READING PASSAGE ▸
#####

Signature Sponsor
New FERC Chairman Talks Electric Bills, Energy Demand and the Mountain Valley Pipeline

 

 

January 31, 2025While he’s spent years as a government regulator deeply immersed in decisions that affect people’s electric and gas bills, Mark Christie says his upbringing in coal country gave him a perspective he never forgets.  

Christie was a product of Welch, West Virginia, public schools and worked a summer job as a coal miner to help pay for college. His father sold cars to coal miners to put food on the table.


What it gave me was just a sympathy and a strong belief that working Americans, people who worry about paying bills, that’s always got to be at the top of my priority list,” he said in a recent interview with Cardinal News.

Christie was named chairman of the Federal Energy Regulatory Commission on Jan. 20, the first day of President Donald Trump’s second term. Christie joined the five-member nonpartisan, independent commission in 2021 and is one of its two Republican members.

Before joining FERC, Christie served on the Virginia State Corporation Commission for about 17 years. He estimates he was involved in more than 17,000 cases that came before the state agency that regulates banking, insurance and utilities.

While Virginia’s SCC regulates utilities within the borders of the commonwealth, FERC regulates the transmission of electricity, natural gas and oil when it crosses state lines. It also regulates the construction of interstate natural gas pipelines such as the Mountain Valley Pipeline.

Christie earned a law degree from Georgetown University and served as an officer in the U.S. Marine Corps. He taught regulatory law for a decade at the University of Virginia School of Law and constitutional law and government for 20 years at Virginia Commonwealth University.   

Christie recently spoke with Cardinal News about how FERC’s work affects the public and what can be done about challenges such as rising electricity demand. This interview has been edited for clarity and length.

#####

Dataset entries
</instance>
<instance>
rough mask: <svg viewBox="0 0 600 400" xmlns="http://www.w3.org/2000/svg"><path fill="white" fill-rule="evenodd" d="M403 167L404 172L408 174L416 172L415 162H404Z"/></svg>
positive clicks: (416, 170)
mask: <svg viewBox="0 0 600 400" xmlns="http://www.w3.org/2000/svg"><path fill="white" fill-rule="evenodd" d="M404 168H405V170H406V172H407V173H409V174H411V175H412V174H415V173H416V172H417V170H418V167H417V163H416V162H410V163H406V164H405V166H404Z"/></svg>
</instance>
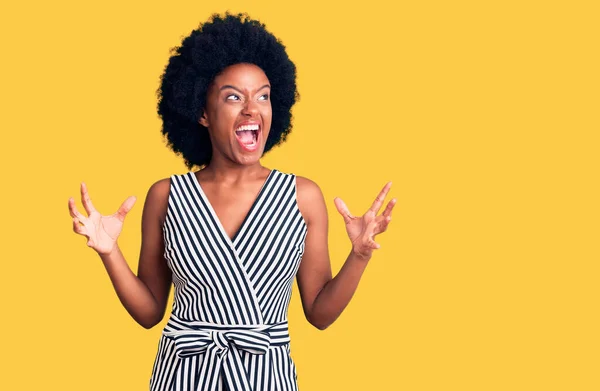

#####

WHAT TO WORK ON ▸
1: Rewrite the dataset entries from the first line through the line containing "positive clicks: (416, 170)", substituting "initial mask" for "rough mask" and leaving everything else as it is.
2: Carry on the article about the new FERC chairman, picking up after its final sentence.

RESPONSES FOR EACH TASK ▸
1:
</instance>
<instance>
initial mask: <svg viewBox="0 0 600 400" xmlns="http://www.w3.org/2000/svg"><path fill="white" fill-rule="evenodd" d="M403 167L404 172L408 174L416 172L415 162H404Z"/></svg>
positive clicks: (416, 170)

2:
Question: What is the most common misconception you encounter where people think FERC is responsible for something but it actually isn’t?

Answer: I think most people in America have never heard of FERC. Let’s start with that. Because it’s not a well-known federal agency. It’s a very small federal agency, and most people don’t know what FERC means or what FERC stands for.

When I was on the Virginia State Corporation Commission for 17 years, and I’d go around Virginia, and friends and family, and go to weddings or events, around football games, and people would say, “What do you do?” And I’d say, “Well, I work at the State Corporation Commission.” And the most common answer was, “Well, what does that do?”

So, I think most people don’t really know what these alphabet government agencies do. But to the extent people are even aware of FERC, I think they think that FERC sets their monthly power bill, and we do not do that. That is set by your state regulator, which I was for 17 years at the Virginia State Corporation Commission.

So, FERC doesn’t set your monthly power bill. Now, what FERC does can affect it. There’s no question about it. And I’ve been very vocal about making sure that FERC doesn’t do anything to drive it up unnecessarily.

Question: You mentioned that some things that FERC does can affect those rates. What are some examples of that?

Answer: FERC, for example, does set transmission rates, because transmission is considered to be interstate, because the electric grid obviously doesn’t stop at a state line; electrons don’t stop at a state line.

Transmission has long been thought to be interstate in nature, and so FERC sets interstate rates, and these will eventually — eventually — flow through to your retail power bill.

That’s something FERC has authority over, and I’ve been very vocal about we need to make sure those transmission rates are not excessive and those transmission costs are not driving up people’s bills too much because they will flow through into the monthly bills.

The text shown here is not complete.